━━ EXTRACT PROVIDED ━━

5. Communication Protocols

HTTP Server (FastAPI)

from fastapi import FastAPI, HTTPException
from pydantic import BaseModel

class InferenceRequest(BaseModel):
    request_id: str
    timestamp: str
    device_times: Optional[List[float]] = None

app = FastAPI()

@app.post("/inference")
async def handle_inference(request: InferenceRequest):
    """Handle inference request with variance detection and local inference mode"""
    try:
        handler = RequestHandler()
        response = handler.handle_inference_request(request.dict())
        return response
    except Exception as e:
        logger.error(f"Inference request failed: {e}")
        raise HTTPException(status_code=500, detail=str(e))

@app.post("/results")
async def handle_results(request: InferenceRequest):
    """Handle inference results from client"""
    if request.device_times:
        # Process device timing measurements
        for i, time in enumerate(request.device_times):
            variance_detector.add_measurement(i, time)
    
    return {"status": "success"}

WebSocket Server

import asyncio
import websockets
import json

class WebsocketServer:
    def __init__(self, host: str, port: int, endpoint: str):
        self.host = host
        self.port = port  
        self.endpoint = endpoint
        self.request_handler = RequestHandler()
    
    async def handle_client(self, websocket, path):
        """Handle WebSocket client connection"""
        try:
            async for message in websocket:
                request_data = json.loads(message)
                response = self.request_handler.handle_inference_request(request_data)
                await websocket.send(json.dumps(response))
                
        except websockets.exceptions.ConnectionClosed:
            logger.info("Client disconnected")
        except Exception as e:
            logger.error(f"WebSocket error: {e}")
    
    def run(self):
        """Start WebSocket server"""
        start_server = websockets.serve(self.handle_client, self.host, self.port)
        asyncio.get_event_loop().run_until_complete(start_server)
        asyncio.get_event_loop().run_forever()

Algorithm Details

1. Offloading Decision Algorithm

Objective: Minimize total inference time T_total = T_device + T_network + T_edge

def calculate_optimal_offloading_layer(device_times: List[float], 
                                     edge_times: List[float],
                                     network_latency: float) -> int:
    """Calculate optimal offloading point using dynamic programming"""
    
    min_total_time = float('inf')
    optimal_layer = len(device_times) - 1  # Default: all local
    
    for split_point in range(len(device_times)):
        # Calculate device time (layers 0 to split_point)
        device_time = sum(device_times[:split_point + 1])
        
        # Calculate edge time (layers split_point+1 to end)
        edge_time = sum(edge_times[split_point + 1:])

━━━

## TASK REQUIREMENTS
(a) Answer these from the protocols excerpt, one answer per line:
(i) What status code does the /inference endpoint raise when handling fails?
(ii) What message is logged when a WebSocket client disconnects?
(iii) What default value is given to optimal_layer, and what does its comment say it means?
(b) Extend the protocols excerpt, picking up the offloading function right after its last line.
The rows after this point are separate material and have no connection to the protocols excerpt.

━━ RAW DATA ━━

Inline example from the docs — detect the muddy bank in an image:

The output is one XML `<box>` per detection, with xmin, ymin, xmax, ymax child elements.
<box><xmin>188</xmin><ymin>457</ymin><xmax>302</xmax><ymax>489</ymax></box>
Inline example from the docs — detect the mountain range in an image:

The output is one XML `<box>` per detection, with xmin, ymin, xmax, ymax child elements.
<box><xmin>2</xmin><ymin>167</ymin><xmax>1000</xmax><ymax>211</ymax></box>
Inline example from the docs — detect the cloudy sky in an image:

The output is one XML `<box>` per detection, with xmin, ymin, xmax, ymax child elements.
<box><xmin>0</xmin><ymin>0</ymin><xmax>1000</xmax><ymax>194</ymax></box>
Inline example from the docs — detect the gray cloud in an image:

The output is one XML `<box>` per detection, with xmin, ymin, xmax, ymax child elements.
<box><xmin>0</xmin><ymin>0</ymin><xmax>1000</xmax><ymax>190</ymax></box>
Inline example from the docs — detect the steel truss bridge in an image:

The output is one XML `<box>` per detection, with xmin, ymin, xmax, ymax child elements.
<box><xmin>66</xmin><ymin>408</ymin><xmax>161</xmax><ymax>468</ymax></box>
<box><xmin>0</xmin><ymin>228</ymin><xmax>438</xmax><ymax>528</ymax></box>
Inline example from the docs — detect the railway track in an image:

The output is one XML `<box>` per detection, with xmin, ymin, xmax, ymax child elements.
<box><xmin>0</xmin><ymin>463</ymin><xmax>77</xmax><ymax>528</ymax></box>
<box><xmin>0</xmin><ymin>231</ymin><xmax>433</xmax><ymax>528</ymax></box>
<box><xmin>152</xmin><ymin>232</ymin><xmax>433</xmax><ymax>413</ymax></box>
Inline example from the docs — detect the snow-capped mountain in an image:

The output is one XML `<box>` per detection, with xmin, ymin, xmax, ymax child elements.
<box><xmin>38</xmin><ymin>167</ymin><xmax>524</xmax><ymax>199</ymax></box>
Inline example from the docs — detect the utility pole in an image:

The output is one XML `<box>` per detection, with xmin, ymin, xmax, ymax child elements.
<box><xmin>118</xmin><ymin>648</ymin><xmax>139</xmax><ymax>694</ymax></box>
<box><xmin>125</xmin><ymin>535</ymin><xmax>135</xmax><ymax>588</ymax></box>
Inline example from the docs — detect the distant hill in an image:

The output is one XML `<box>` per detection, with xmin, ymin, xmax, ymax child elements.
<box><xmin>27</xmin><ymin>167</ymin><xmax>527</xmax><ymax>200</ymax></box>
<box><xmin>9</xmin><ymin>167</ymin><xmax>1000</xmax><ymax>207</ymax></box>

━━━

## IN RESPONSE
(a)
(i) 500
(ii) "Client disconnected"
(iii) len(device_times) - 1, which the comment calls "all local"

(b)
        # Total time includes network latency
        total_time = device_time + network_latency + edge_time
        
        if total_time < min_total_time:
            min_total_time = total_time
            optimal_layer = split_point
    
    return optimal_layer

2. Exponential Moving Average (EMA) Time Smoothing

Purpose: Smooth timing measurements to reduce noise.

class EMATimer:
    def __init__(self, alpha: float = 0.2):
        self.alpha = alpha  # Smoothing factor
        self.ema_value = None
    
    def update(self, new_value: float) -> float:
        """Update EMA with new measurement"""
        if self.ema_value is None:
            self.ema_value = new_value
        else:
            self.ema_value = self.alpha * new_value + (1 - self.alpha) * self.ema_value
        
        return self.ema_value

3. Network Latency Estimation

class NetworkLatencyEstimator:
    def __init__(self):
        self.ema_timer = EMATimer(alpha=0.3)
        self.last_measurements = deque(maxlen=5)
    
    def measure_latency(self, start_time: float, end_time: float) -> float:
        """Measure and update network latency estimate"""
        latency = end_time - start_time
        self.last_measurements.append(latency)
        return self.ema_timer.update(latency)
    
    def get_estimated_latency(self) -> float:
        """Get current latency estimate"""
        if self.ema_timer.ema_value is None:
            return 0.050  # Default: 50ms
        return self.ema_timer.ema_value

Testing Framework

1. Unit Tests

import pytest
from src.server.variance_detector import VarianceDetector

class TestVarianceDetector:
    def test_stable_measurements(self):
        """Test that stable measurements don't trigger variance"""
        detector = VarianceDetector()
        
        # Add stable measurements
        for _ in range(10):
            result = detector.add_measurement(0, 0.001)  # 1ms ± 0
            assert not result['needs_retest']
    
    def test_variance_detection(self):
        """Test that high variance triggers detection"""
        detector = VarianceDetector()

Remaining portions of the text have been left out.